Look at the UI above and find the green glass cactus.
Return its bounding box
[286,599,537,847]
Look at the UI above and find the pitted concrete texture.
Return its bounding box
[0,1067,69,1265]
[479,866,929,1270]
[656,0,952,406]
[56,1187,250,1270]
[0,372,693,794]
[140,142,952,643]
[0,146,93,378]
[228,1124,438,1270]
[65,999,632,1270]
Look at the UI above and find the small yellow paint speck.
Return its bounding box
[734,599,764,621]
* * *
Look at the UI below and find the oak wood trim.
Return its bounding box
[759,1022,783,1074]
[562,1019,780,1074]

Written request => Update everything from the line containing "Look at the UI above and find the green" down to the line containing "[734,599,764,621]" by putting "box coordinates" wherever "bounding box" appears, and give those lines again with nothing else altered.

The solution =>
Look at the UI above and find the green glass cactus.
Return its box coordinates
[286,599,537,847]
Look at the UI above and find the pitted concrete texture.
Return its box coordinates
[0,1067,69,1265]
[479,866,929,1270]
[656,0,952,406]
[56,1187,250,1270]
[0,372,693,794]
[140,142,952,643]
[0,146,93,378]
[228,1124,438,1270]
[65,999,632,1270]
Look at the UI above and find the small yellow paint speck.
Return its box coordinates
[734,599,764,621]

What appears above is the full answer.